### TASK BRIEF
Rewrite the data below, changing every "grateful" to "thankful" and keeping everything else the same.

### RECORDS FOR THIS TASK

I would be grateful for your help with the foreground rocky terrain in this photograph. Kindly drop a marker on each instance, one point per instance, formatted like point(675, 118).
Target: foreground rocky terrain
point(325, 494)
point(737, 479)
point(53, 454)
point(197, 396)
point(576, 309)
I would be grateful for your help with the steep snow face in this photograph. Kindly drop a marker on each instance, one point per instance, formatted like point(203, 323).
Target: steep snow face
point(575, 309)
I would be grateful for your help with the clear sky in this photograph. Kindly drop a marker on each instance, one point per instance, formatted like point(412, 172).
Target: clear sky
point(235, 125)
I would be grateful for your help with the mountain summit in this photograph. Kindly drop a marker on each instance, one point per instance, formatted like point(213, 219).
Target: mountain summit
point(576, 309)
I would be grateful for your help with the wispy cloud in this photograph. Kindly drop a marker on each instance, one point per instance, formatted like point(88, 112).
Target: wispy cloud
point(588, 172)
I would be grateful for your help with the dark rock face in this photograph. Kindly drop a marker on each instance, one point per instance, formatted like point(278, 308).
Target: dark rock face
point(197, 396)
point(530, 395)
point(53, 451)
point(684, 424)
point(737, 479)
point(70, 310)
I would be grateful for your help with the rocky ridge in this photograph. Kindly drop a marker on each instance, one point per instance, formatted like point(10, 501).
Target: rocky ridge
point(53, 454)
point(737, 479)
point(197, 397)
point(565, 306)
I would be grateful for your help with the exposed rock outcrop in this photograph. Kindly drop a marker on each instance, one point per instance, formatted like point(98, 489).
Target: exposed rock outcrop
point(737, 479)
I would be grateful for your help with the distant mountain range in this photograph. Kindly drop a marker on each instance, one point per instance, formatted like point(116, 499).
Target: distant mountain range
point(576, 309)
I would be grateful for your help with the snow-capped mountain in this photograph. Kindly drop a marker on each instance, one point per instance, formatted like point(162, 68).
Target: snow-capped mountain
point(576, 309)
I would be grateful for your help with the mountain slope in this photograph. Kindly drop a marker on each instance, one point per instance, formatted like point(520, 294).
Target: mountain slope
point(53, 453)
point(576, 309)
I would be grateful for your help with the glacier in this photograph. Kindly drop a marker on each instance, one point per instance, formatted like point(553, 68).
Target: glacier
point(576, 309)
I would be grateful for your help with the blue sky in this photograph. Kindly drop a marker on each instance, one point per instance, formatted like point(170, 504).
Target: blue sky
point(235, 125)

### ANSWER BELOW
I would be thankful for your help with the foreground rocky terrain in this photograph. Kindly drop a marker on each instance, one point per instance, formatted like point(675, 118).
Target: foreground rocky terrain
point(325, 494)
point(737, 479)
point(53, 454)
point(197, 396)
point(576, 309)
I would be thankful for your help with the steep snow face in this photograph. Kindly drop a marker on each instance, one point per instance, formatted like point(203, 323).
Target: steep snow face
point(575, 309)
I would be thankful for your help with the clear sky in this photograph. Kindly drop a marker on each instance, one point per instance, formatted like point(412, 172).
Target: clear sky
point(235, 125)
I would be thankful for your help with the mountain summit in this photograph. Kindly drop a marker on each instance, one point per instance, formatted like point(213, 219).
Target: mountain summit
point(576, 309)
I would be thankful for your help with the wispy cloud in this photograph. Kindly drop a marker on each instance, one point per instance, formatted like point(88, 112).
Target: wispy cloud
point(588, 172)
I would be thankful for your help with the dark rock face in this photograph. Kindly drop a marker on each instance, one point per instance, formatted like point(278, 308).
Target: dark rock face
point(197, 396)
point(530, 395)
point(53, 451)
point(684, 424)
point(737, 479)
point(70, 310)
I would be thankful for your help with the rocky ridge in this photograph. Kindly drop a marker on each instance, one point per instance, formatted like point(10, 501).
Target: rocky ridge
point(53, 454)
point(737, 479)
point(197, 397)
point(565, 306)
I would be thankful for your help with the exposed rock outcrop in this photograph. Kindly drop a marker on each instance, one point per instance, formatted like point(98, 489).
Target: exposed rock outcrop
point(737, 479)
I would be thankful for your help with the distant mountain range in this photograph. Kindly drop a marker on each instance, one point per instance, formatted like point(116, 499).
Target: distant mountain range
point(576, 309)
I would be thankful for your help with the snow-capped mountain in this photograph. Kindly drop a marker on each instance, one point per instance, formatted like point(162, 68).
Target: snow-capped mountain
point(576, 309)
I would be thankful for your help with the mountain slope in this photograph. Kindly drop a marker on each instance, one point per instance, formatted like point(520, 294).
Target: mountain slope
point(53, 453)
point(576, 309)
I would be thankful for your help with the glacier in this photograph. Kindly drop a marker on each instance, one point per instance, formatted like point(553, 68).
Target: glacier
point(576, 309)
I would be thankful for your help with the blue sky in this photograph. Kindly drop a marker on each instance, one point per instance, formatted like point(170, 504).
Target: blue sky
point(235, 125)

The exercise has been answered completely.